Schriftliche Aufgabe
Schreiben Sie alles von der Zeile mit „Exercise. Point to the camera“ einschließlich dieser Zeile bis zum Ende der Daten unverändert ab.
+++ Auflistung +++
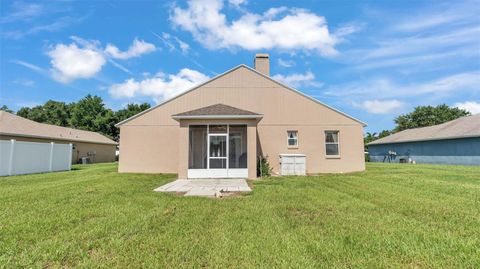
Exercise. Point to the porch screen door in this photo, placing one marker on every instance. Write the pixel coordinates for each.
(217, 155)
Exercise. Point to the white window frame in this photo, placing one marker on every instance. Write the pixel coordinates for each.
(332, 143)
(296, 139)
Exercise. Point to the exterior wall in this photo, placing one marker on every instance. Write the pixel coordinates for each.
(148, 142)
(465, 151)
(104, 152)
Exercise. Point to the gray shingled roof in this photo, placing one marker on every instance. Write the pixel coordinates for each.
(14, 125)
(468, 126)
(216, 110)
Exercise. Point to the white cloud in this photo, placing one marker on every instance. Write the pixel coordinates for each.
(22, 12)
(285, 63)
(24, 82)
(281, 28)
(380, 106)
(30, 66)
(386, 88)
(70, 62)
(137, 48)
(237, 3)
(85, 58)
(471, 106)
(159, 87)
(298, 80)
(424, 40)
(170, 40)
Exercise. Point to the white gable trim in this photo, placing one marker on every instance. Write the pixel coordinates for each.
(227, 72)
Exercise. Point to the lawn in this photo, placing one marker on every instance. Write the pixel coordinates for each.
(422, 216)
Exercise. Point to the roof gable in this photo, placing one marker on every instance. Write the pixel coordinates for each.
(250, 70)
(217, 110)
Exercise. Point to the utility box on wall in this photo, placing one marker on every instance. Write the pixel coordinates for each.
(293, 164)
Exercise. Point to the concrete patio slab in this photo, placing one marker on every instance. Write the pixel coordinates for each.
(205, 187)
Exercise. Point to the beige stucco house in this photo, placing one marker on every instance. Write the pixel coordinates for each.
(219, 128)
(94, 146)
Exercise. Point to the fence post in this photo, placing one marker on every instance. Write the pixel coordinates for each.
(10, 163)
(70, 157)
(50, 165)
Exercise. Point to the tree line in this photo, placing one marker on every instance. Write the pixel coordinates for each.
(421, 116)
(89, 113)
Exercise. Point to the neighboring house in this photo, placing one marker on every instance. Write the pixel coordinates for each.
(453, 142)
(96, 147)
(219, 128)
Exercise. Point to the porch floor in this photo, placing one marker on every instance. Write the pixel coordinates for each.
(205, 187)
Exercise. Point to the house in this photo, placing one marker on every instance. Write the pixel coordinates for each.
(219, 128)
(453, 142)
(94, 146)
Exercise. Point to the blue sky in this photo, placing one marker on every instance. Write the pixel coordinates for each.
(371, 59)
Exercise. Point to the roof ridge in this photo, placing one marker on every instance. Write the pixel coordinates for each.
(229, 71)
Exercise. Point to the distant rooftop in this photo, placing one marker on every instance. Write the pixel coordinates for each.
(14, 125)
(468, 126)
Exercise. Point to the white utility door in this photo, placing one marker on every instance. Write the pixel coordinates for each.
(292, 164)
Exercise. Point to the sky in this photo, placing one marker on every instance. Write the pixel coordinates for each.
(373, 60)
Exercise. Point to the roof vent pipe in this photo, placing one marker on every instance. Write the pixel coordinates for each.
(262, 63)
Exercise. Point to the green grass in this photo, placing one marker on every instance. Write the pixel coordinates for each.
(421, 216)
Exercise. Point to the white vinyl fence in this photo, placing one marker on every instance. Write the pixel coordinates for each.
(18, 157)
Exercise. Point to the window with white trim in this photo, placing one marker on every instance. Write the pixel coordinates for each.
(292, 139)
(332, 143)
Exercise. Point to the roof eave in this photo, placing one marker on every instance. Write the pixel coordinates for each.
(209, 117)
(59, 138)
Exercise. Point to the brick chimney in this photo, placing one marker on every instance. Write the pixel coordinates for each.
(262, 63)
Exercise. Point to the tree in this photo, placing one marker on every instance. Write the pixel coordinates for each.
(123, 114)
(87, 113)
(6, 109)
(52, 112)
(370, 137)
(35, 113)
(130, 110)
(423, 116)
(57, 113)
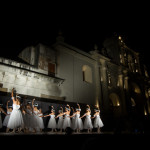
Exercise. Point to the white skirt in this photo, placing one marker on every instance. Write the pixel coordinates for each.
(5, 122)
(88, 123)
(67, 122)
(60, 123)
(52, 123)
(78, 123)
(41, 123)
(15, 120)
(98, 122)
(73, 123)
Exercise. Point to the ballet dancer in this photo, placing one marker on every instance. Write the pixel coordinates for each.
(78, 120)
(67, 121)
(87, 122)
(73, 119)
(9, 111)
(29, 118)
(52, 120)
(60, 120)
(16, 119)
(1, 111)
(41, 123)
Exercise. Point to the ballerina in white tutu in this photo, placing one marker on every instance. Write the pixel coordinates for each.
(67, 121)
(9, 111)
(41, 123)
(87, 122)
(60, 120)
(78, 120)
(1, 111)
(16, 119)
(52, 120)
(78, 124)
(97, 121)
(38, 121)
(29, 117)
(35, 119)
(73, 119)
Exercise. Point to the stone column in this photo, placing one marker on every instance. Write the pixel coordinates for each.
(104, 86)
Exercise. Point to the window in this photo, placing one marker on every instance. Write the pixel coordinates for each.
(87, 74)
(51, 69)
(133, 102)
(114, 99)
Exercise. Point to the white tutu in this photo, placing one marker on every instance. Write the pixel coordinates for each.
(29, 119)
(5, 122)
(36, 120)
(60, 122)
(98, 122)
(0, 121)
(24, 120)
(52, 122)
(16, 119)
(78, 122)
(41, 123)
(88, 122)
(73, 122)
(67, 122)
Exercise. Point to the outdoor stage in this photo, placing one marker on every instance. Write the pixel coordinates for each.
(81, 141)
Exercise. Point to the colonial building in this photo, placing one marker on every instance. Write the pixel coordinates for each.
(113, 78)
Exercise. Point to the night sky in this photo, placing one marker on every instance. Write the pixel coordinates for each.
(81, 28)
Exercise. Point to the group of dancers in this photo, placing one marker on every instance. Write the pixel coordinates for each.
(27, 117)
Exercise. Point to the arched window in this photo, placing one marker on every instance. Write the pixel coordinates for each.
(87, 74)
(133, 102)
(136, 88)
(114, 98)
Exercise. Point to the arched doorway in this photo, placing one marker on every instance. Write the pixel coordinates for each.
(115, 104)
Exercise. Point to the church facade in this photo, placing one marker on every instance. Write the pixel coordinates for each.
(113, 78)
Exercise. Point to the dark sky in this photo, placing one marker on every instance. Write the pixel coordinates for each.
(81, 28)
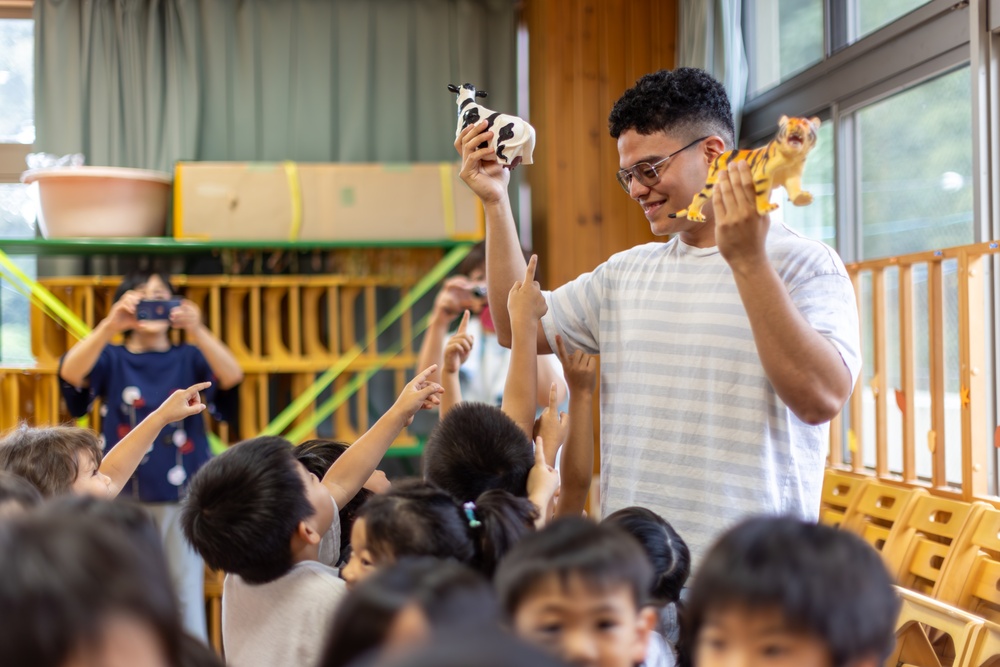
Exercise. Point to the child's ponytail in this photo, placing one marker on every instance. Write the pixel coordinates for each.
(497, 521)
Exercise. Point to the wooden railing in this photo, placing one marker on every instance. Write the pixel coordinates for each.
(921, 333)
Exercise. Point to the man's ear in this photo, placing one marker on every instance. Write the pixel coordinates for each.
(305, 534)
(713, 147)
(644, 624)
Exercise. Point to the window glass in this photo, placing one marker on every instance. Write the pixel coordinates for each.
(870, 16)
(784, 38)
(916, 187)
(17, 105)
(818, 219)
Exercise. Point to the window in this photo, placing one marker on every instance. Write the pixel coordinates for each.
(915, 169)
(784, 37)
(17, 210)
(870, 16)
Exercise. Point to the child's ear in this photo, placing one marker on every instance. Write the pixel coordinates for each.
(644, 624)
(306, 533)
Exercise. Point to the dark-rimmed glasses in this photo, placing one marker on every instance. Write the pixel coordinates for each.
(646, 173)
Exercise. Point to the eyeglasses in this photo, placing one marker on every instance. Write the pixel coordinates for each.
(646, 173)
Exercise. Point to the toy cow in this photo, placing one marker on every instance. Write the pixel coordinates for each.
(513, 138)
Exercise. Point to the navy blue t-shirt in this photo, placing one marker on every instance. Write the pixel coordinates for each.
(132, 385)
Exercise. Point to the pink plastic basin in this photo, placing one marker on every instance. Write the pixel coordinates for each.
(100, 201)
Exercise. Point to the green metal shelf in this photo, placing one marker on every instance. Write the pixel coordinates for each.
(165, 245)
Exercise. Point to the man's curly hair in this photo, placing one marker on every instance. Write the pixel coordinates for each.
(685, 100)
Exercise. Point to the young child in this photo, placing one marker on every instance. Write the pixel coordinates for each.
(776, 591)
(475, 448)
(404, 605)
(318, 456)
(255, 513)
(66, 459)
(578, 590)
(77, 591)
(418, 519)
(671, 561)
(17, 495)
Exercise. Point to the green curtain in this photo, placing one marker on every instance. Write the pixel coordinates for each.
(144, 83)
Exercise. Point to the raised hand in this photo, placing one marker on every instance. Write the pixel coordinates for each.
(419, 394)
(183, 403)
(525, 302)
(456, 352)
(481, 170)
(553, 426)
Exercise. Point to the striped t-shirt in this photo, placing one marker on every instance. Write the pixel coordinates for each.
(690, 425)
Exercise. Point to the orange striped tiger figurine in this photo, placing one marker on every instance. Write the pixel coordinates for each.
(779, 163)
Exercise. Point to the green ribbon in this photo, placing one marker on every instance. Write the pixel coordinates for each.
(306, 398)
(344, 393)
(55, 308)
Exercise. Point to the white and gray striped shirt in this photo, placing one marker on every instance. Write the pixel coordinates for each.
(690, 425)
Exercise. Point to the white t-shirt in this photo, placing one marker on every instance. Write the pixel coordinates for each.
(690, 425)
(285, 621)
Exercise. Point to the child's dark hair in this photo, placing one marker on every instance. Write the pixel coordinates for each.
(65, 577)
(450, 595)
(317, 456)
(244, 506)
(128, 517)
(48, 457)
(476, 448)
(490, 648)
(667, 552)
(686, 100)
(825, 582)
(16, 494)
(418, 519)
(602, 556)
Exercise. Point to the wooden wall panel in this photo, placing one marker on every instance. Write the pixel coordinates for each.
(582, 55)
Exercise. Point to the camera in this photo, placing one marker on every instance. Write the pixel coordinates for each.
(155, 310)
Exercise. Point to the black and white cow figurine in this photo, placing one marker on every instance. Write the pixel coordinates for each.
(513, 138)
+++
Endgültige Antwort
Exercise. Point to the camera in this photo, placing one marker on every instance. Write the pixel coordinates for each.
(155, 310)
Exercise. Point to the black and white cow figurine in this photo, placing one marker on every instance. Write the pixel coordinates for each.
(513, 138)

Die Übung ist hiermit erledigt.